Estratto del documento -
____

Raccolta mercato e tavola: l’antico dei sapori moderni A proposito di...

Archeologia Viva n. 109 – gennaio/febbraio 2005
pp. 68-74

di Mauro Rubini, Gabriella Cetorelli Schivo e Roberto Andreini

La diffusa attrazione dei Romani (ricchi) per il banchetto…

si pone come punto emblematico di arrivo di una storia antica quanto la vita umana dov’è possibile ripercorrere il complesso e contrastato rapporto con una delle nostre necessità primarie

Il comportamento dell’uomo, anche quando è legato ad atti fondamentali della vita biologica, ha sostanzialmente avvertito l’influenza delle “mode”. Persino l’accoppiamento, così determinante nel segmento evolutivo dell’ominazione, è stato condizionato da parametri esterni che ne hanno influenzato le modalità. L’unica manifestazione che non ha mai subito modifiche è rappresentata dal mangiare.

Le modalità, i gesti con cui da sempre portiamo il cibo necessario alla sopravvivenza all’interno del nostro organismo sono rimasti pressoché invariati. Ciò che è cambiato e continuerà a cambiare, semmai, sono gli alimenti e i modi di preparazione degli stessi, legati come sono a molteplici fattori, tra cui sicuramente le mode.

I nostri antenati più remoti per sopravvivere hanno fatto ricorso alla raccolta (soprattutto di bacche e frutti) e alla caccia. La raccolta avveniva secondo criteri precisi, riconducibili a tre punti fondamentali:
a. i vegetali dovevano essere commestibili e digeribili;
b. dovevano avere un potere nutritivo medio alto;
c. soddisfare la palatabilità.

____

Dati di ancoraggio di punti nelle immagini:

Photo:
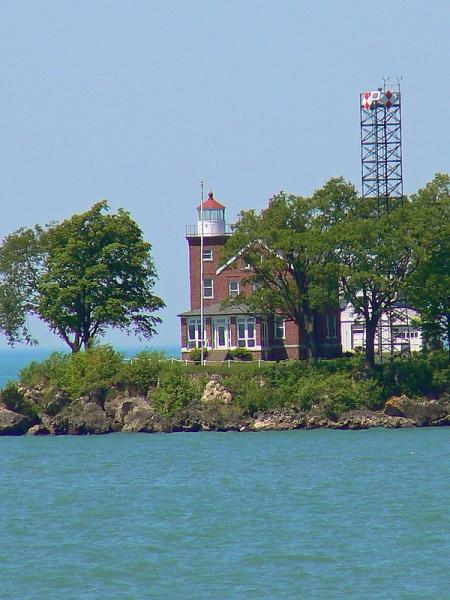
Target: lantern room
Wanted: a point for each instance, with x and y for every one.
(211, 216)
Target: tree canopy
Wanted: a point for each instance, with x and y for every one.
(291, 270)
(306, 252)
(428, 284)
(81, 276)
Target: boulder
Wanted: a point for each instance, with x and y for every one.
(59, 401)
(39, 429)
(421, 412)
(12, 423)
(279, 420)
(366, 419)
(216, 392)
(82, 417)
(142, 418)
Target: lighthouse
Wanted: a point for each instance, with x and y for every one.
(213, 217)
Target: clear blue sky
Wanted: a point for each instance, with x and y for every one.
(137, 101)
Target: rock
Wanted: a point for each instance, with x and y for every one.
(142, 418)
(426, 412)
(82, 417)
(279, 420)
(57, 403)
(366, 419)
(12, 423)
(216, 392)
(39, 429)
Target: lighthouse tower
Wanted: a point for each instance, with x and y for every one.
(213, 217)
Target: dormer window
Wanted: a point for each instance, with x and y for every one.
(208, 289)
(233, 288)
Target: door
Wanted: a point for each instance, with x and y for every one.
(220, 333)
(264, 338)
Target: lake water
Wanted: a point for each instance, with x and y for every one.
(299, 514)
(12, 360)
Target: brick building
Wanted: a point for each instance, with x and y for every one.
(226, 327)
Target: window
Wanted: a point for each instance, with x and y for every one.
(330, 326)
(246, 331)
(233, 288)
(279, 332)
(194, 333)
(208, 290)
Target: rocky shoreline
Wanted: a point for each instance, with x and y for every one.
(101, 413)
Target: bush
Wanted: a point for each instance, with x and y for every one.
(14, 400)
(337, 393)
(240, 354)
(176, 389)
(412, 376)
(143, 370)
(196, 355)
(95, 369)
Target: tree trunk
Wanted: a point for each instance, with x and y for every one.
(371, 330)
(306, 342)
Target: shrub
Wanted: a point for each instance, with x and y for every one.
(196, 354)
(143, 370)
(240, 354)
(97, 368)
(337, 393)
(14, 400)
(176, 389)
(412, 376)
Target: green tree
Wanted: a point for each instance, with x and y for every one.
(81, 276)
(286, 247)
(428, 284)
(372, 253)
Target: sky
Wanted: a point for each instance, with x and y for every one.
(137, 101)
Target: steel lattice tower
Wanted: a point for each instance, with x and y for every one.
(381, 146)
(382, 180)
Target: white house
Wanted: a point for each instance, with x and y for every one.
(395, 333)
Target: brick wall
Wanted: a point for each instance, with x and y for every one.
(220, 282)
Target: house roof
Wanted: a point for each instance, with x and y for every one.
(211, 202)
(219, 309)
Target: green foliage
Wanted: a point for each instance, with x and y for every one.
(95, 369)
(196, 355)
(419, 375)
(176, 389)
(143, 370)
(284, 245)
(243, 354)
(81, 276)
(428, 282)
(336, 393)
(411, 377)
(14, 400)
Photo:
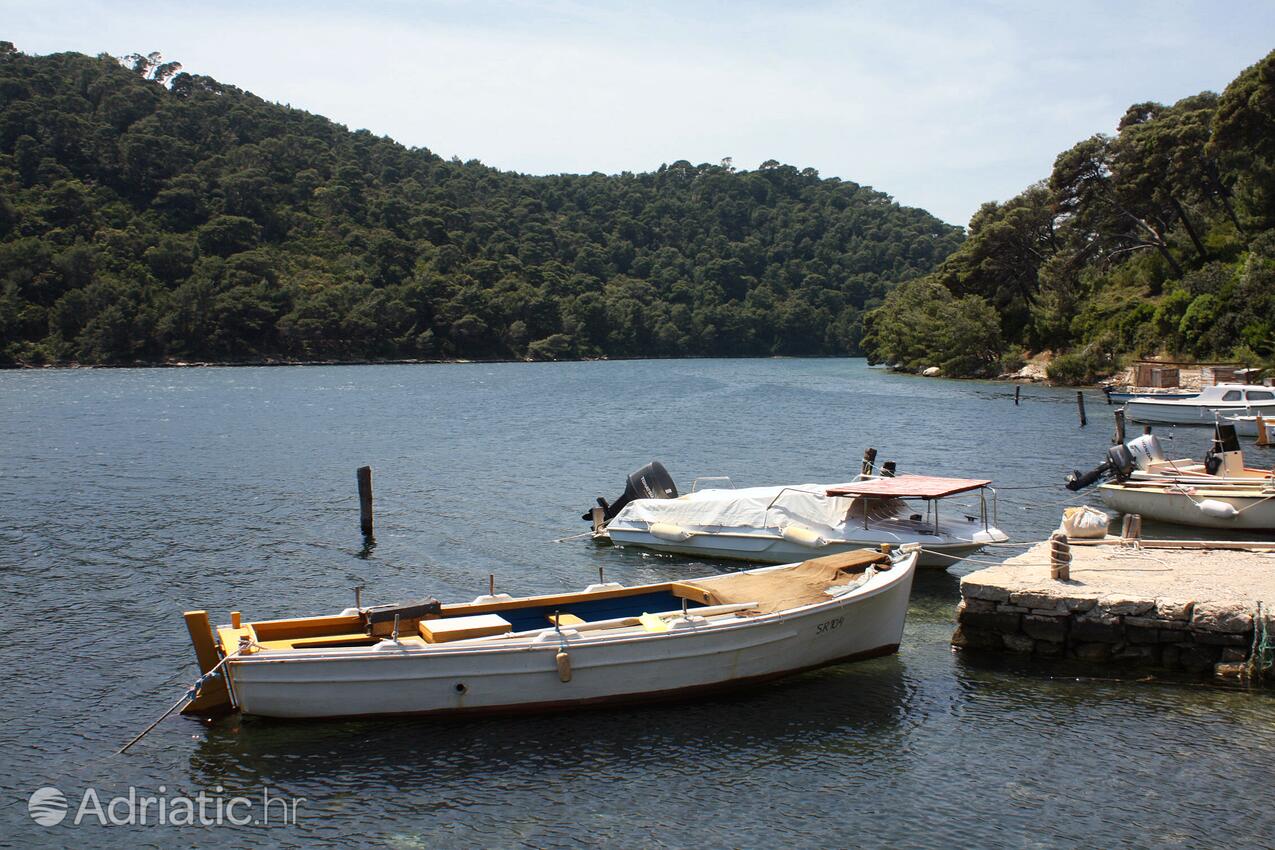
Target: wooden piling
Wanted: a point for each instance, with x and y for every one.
(868, 461)
(1131, 529)
(365, 500)
(1060, 557)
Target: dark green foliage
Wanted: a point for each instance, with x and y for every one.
(196, 221)
(1155, 240)
(923, 324)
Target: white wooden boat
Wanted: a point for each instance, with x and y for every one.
(603, 645)
(1219, 507)
(783, 524)
(1204, 409)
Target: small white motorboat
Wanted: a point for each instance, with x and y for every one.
(607, 644)
(783, 524)
(1204, 409)
(1219, 492)
(1218, 507)
(1255, 426)
(1141, 460)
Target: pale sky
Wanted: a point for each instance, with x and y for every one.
(944, 106)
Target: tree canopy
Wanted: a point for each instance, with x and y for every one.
(1159, 238)
(151, 214)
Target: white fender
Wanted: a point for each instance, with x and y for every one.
(803, 535)
(670, 532)
(1215, 509)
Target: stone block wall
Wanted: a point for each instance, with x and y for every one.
(1165, 633)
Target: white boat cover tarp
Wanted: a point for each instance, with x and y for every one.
(752, 507)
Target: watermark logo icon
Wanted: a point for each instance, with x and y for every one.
(47, 806)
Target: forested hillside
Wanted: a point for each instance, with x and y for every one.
(149, 214)
(1157, 240)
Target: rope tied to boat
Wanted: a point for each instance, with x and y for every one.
(189, 696)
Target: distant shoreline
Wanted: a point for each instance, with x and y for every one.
(403, 361)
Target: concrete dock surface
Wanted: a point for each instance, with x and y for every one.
(1191, 607)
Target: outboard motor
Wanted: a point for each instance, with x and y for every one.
(1225, 454)
(1145, 451)
(1118, 464)
(649, 482)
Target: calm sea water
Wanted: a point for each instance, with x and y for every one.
(129, 496)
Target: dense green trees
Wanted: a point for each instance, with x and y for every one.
(151, 214)
(1158, 238)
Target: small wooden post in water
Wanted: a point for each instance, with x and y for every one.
(1060, 556)
(365, 500)
(868, 461)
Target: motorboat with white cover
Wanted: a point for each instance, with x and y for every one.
(607, 644)
(788, 523)
(1204, 409)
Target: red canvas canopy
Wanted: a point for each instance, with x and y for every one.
(909, 487)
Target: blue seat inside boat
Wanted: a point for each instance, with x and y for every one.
(525, 619)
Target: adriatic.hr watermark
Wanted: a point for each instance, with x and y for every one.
(50, 807)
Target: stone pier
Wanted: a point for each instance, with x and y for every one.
(1187, 609)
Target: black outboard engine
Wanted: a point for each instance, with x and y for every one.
(1120, 463)
(649, 482)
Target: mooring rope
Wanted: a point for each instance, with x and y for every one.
(186, 697)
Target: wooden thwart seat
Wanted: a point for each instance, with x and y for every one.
(565, 619)
(793, 586)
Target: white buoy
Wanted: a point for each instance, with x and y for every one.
(1218, 510)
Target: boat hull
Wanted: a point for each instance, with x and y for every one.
(937, 552)
(491, 677)
(1247, 426)
(1256, 511)
(1186, 412)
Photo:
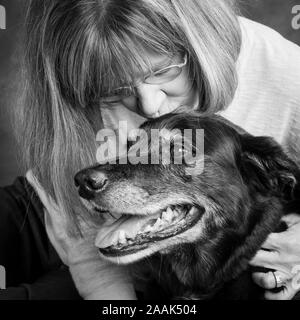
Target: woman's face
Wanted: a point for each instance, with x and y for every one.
(168, 90)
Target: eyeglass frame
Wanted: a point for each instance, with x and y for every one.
(132, 88)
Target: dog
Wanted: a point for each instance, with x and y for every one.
(192, 228)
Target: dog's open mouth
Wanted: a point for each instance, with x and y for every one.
(129, 234)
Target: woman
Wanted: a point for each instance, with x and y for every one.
(93, 63)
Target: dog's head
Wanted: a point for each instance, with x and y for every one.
(222, 203)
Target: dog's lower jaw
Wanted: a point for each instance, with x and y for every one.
(163, 246)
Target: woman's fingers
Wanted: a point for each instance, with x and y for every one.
(270, 280)
(291, 219)
(267, 259)
(272, 242)
(287, 293)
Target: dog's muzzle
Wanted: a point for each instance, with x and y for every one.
(90, 183)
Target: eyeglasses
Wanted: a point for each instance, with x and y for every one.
(161, 76)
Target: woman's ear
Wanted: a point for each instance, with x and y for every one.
(266, 167)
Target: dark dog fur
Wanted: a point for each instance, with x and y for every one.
(247, 185)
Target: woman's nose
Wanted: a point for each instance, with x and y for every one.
(151, 99)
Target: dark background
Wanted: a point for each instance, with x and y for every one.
(274, 13)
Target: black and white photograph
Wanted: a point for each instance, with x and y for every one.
(150, 150)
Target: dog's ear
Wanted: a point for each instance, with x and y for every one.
(266, 167)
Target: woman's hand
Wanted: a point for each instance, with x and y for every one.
(280, 252)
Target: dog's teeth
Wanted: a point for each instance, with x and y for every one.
(157, 223)
(147, 229)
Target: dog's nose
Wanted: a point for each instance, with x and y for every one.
(90, 183)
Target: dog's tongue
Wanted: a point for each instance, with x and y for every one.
(108, 234)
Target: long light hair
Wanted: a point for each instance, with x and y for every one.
(78, 50)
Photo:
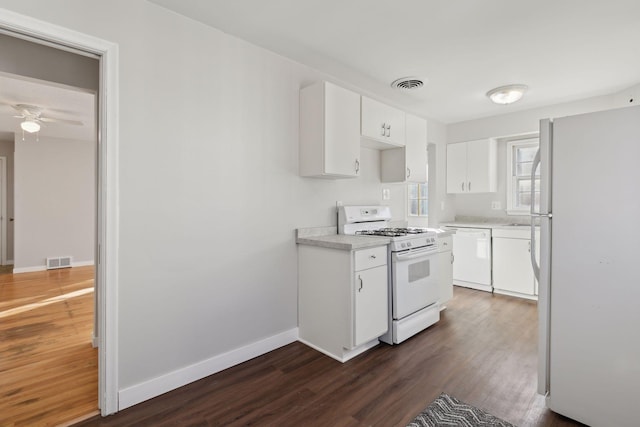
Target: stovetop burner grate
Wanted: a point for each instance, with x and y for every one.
(391, 232)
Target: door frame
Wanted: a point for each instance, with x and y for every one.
(19, 25)
(3, 210)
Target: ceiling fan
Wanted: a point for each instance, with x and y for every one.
(32, 117)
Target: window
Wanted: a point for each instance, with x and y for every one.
(520, 156)
(417, 196)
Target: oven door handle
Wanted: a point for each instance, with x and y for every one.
(413, 254)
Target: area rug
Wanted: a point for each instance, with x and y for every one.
(449, 411)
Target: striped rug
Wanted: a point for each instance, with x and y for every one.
(449, 411)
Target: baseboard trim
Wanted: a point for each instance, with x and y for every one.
(138, 393)
(471, 285)
(44, 267)
(515, 294)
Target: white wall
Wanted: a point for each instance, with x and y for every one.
(54, 201)
(6, 150)
(209, 187)
(506, 125)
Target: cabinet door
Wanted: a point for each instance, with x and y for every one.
(342, 133)
(382, 122)
(416, 149)
(445, 276)
(457, 167)
(512, 266)
(371, 305)
(481, 166)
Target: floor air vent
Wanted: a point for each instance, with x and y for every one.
(59, 262)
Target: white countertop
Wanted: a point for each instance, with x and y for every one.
(480, 224)
(327, 237)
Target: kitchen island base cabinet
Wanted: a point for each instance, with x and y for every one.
(445, 270)
(342, 299)
(512, 271)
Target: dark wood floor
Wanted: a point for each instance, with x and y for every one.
(483, 351)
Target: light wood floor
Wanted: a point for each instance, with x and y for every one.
(483, 352)
(48, 368)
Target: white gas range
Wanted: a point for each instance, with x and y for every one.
(413, 286)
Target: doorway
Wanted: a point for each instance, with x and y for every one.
(106, 251)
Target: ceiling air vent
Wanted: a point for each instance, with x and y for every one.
(408, 83)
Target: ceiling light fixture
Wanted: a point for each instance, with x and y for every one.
(507, 94)
(30, 126)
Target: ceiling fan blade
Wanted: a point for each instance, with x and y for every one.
(65, 121)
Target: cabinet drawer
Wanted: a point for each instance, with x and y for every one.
(369, 258)
(445, 243)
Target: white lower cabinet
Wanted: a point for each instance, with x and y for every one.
(342, 299)
(512, 271)
(371, 306)
(445, 269)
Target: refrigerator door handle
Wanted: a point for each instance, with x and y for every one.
(534, 263)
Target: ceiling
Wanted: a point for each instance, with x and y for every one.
(56, 101)
(563, 50)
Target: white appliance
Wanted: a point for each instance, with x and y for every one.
(413, 277)
(472, 257)
(589, 279)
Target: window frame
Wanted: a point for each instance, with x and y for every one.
(512, 179)
(409, 199)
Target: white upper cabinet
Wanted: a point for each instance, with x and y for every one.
(471, 167)
(408, 163)
(329, 131)
(382, 123)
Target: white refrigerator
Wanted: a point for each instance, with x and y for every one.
(589, 272)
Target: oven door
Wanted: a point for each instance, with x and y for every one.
(413, 280)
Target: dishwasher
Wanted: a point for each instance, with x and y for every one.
(472, 258)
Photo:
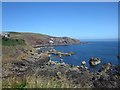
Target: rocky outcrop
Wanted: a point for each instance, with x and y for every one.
(62, 41)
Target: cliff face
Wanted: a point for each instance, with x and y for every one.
(62, 41)
(40, 39)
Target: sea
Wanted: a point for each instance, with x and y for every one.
(107, 51)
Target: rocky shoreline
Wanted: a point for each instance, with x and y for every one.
(106, 77)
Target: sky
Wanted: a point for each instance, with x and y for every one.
(83, 20)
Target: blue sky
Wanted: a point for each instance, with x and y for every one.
(83, 20)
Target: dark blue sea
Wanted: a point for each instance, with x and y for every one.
(107, 51)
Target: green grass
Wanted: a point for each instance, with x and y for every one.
(13, 42)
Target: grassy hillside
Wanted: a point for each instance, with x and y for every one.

____

Attività - Trascrivi dal brano sulla storia dell'alimentazione il tratto che va da "La diffusa attrazione" fino a "rappresentata dal mangiare.". Il materiale non ha alcun ruolo in questa attività.

Risposta -
La diffusa attrazione dei Romani (ricchi) per il banchetto…

si pone come punto emblematico di arrivo di una storia antica quanto la vita umana dov’è possibile ripercorrere il complesso e contrastato rapporto con una delle nostre necessità primarie

Il comportamento dell’uomo, anche quando è legato ad atti fondamentali della vita biologica, ha sostanzialmente avvertito l’influenza delle “mode”. Persino l’accoppiamento, così determinante nel segmento evolutivo dell’ominazione, è stato condizionato da parametri esterni che ne hanno influenzato le modalità. L’unica manifestazione che non ha mai subito modifiche è rappresentata dal mangiare.